Task:
Look through the data below and, wherever a line carries the word "yellow", please copy that line.

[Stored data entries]
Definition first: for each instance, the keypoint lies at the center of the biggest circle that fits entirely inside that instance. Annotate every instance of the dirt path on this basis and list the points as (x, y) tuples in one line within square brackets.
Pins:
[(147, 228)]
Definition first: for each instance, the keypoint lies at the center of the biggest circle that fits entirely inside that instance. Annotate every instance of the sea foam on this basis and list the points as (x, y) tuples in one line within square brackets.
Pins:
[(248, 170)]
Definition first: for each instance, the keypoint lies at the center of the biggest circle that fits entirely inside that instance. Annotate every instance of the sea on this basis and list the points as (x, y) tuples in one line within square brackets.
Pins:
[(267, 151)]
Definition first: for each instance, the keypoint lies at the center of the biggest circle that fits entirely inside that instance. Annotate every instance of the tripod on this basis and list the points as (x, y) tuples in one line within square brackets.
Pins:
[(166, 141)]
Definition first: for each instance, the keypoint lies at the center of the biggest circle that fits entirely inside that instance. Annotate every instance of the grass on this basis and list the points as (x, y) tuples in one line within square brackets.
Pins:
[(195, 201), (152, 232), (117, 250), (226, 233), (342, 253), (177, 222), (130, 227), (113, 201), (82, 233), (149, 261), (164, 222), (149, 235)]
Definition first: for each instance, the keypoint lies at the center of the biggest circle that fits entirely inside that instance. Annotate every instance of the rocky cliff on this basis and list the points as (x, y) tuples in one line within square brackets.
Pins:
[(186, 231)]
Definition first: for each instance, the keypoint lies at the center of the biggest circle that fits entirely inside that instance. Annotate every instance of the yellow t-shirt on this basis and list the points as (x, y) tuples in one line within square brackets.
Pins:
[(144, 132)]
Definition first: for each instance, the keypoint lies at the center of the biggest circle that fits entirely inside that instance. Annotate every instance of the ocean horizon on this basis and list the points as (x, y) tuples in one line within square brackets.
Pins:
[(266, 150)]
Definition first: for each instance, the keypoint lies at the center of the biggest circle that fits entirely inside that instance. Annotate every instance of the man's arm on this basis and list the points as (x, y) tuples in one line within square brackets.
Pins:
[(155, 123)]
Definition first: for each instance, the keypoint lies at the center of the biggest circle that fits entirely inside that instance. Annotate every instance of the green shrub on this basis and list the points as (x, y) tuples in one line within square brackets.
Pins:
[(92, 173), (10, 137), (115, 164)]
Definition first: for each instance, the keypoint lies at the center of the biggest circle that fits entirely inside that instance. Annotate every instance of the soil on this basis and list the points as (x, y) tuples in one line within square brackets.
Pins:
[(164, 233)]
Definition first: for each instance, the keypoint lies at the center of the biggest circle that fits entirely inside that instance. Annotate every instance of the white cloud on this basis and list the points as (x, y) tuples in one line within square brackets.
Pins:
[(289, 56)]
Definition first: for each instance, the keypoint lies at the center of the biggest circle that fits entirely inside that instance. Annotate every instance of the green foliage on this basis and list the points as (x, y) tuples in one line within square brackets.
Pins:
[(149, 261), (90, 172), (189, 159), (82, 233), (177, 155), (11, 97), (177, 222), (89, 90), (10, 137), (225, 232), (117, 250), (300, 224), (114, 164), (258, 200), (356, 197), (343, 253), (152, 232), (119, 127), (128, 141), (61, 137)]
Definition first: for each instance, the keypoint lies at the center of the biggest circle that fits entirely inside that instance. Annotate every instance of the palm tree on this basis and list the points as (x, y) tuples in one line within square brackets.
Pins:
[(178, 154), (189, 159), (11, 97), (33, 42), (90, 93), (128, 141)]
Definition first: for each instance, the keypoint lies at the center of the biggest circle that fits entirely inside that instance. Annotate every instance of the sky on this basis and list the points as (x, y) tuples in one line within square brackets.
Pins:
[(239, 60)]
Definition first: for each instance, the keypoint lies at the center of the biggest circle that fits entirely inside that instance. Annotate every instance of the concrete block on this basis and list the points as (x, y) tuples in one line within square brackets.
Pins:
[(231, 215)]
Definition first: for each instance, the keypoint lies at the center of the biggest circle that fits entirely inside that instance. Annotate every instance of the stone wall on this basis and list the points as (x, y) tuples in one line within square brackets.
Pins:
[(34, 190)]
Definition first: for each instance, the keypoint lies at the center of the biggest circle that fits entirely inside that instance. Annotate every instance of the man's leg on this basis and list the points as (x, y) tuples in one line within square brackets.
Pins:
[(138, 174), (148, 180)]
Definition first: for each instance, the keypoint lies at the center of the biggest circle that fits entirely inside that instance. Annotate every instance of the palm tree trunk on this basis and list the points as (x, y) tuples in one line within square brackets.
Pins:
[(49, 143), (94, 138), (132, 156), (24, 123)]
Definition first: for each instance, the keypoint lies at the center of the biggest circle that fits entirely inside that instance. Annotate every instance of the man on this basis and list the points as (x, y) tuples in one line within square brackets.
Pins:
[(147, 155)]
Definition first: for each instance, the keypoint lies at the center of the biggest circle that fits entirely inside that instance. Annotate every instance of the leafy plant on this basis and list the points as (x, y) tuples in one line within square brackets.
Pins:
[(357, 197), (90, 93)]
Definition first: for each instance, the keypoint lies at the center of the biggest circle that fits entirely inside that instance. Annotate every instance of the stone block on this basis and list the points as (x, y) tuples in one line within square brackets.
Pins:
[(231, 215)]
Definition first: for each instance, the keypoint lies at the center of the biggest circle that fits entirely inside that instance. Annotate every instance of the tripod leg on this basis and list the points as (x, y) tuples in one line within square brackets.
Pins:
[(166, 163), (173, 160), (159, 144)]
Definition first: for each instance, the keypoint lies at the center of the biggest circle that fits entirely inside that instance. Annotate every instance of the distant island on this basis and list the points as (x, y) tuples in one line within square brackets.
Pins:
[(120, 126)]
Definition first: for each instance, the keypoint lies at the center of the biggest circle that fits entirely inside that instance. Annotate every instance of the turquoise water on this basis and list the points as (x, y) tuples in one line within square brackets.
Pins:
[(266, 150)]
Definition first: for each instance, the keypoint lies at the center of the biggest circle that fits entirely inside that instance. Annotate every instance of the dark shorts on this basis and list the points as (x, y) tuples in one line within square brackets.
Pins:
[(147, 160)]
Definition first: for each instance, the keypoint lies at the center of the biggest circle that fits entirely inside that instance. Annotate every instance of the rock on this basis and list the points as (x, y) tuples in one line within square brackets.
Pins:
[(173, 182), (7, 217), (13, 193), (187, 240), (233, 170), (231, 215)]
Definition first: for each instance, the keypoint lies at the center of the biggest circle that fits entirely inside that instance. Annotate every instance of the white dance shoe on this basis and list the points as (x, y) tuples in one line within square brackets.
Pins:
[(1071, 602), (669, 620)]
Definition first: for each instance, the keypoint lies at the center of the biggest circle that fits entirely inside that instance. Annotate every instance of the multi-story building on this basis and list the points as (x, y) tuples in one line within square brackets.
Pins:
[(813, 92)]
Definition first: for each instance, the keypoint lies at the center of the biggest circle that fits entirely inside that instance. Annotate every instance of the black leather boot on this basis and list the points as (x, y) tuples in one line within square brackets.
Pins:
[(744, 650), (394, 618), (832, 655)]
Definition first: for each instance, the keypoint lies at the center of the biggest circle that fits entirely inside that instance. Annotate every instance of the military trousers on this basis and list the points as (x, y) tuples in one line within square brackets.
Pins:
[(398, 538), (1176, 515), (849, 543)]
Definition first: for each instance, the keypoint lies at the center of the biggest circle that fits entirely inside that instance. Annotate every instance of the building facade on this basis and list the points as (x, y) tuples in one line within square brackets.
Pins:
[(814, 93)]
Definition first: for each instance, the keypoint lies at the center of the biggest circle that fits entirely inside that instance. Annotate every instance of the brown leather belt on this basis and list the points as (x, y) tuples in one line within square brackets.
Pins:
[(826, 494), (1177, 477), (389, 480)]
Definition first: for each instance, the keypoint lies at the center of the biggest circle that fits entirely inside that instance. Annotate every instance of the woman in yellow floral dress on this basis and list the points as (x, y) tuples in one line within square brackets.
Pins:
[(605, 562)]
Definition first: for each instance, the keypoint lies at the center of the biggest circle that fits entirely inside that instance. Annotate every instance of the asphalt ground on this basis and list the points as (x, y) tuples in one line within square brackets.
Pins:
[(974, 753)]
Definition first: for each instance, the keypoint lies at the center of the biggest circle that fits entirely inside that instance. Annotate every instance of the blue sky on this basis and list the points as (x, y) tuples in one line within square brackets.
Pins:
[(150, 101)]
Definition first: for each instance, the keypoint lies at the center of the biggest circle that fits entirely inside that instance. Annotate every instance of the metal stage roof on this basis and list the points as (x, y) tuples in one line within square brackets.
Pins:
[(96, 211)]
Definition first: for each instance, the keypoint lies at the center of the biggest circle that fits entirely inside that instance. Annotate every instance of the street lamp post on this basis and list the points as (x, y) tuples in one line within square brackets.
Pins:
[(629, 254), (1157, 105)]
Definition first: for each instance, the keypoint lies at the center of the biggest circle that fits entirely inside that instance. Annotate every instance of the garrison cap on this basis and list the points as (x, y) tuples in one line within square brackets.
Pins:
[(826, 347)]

Expected answer:
Definition first: for each instance, the keypoint lies at the center of the biggest circle that fits entirely inside that instance. Annotate every instance of the yellow t-shirt on this basis and list the points as (x, y) tuples in one line within square brackets.
Definition first: for each instance, the keypoint lies at the center of the biggest circle that fits entirely inside that instance. Annotate every instance of the woman in yellow floral dress on this basis and list the points as (x, y) tuples in one line within square brackets.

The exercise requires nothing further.